§ **What to do**:
Update the rows below by changing each "ice skate" to "skate", keeping everything else the same.

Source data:
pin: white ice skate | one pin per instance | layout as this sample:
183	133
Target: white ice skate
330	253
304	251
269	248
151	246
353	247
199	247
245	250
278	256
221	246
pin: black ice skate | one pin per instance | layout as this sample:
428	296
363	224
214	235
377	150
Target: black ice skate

§ **Solved problem**:
pin: white skate | one pin per instance | layout as this sample:
183	133
Target: white skate
330	253
304	251
269	248
151	246
353	247
199	247
245	250
278	256
221	246
pin: black skate | one pin per instance | layout as this sample:
428	296
363	224
214	235
377	150
Target: black skate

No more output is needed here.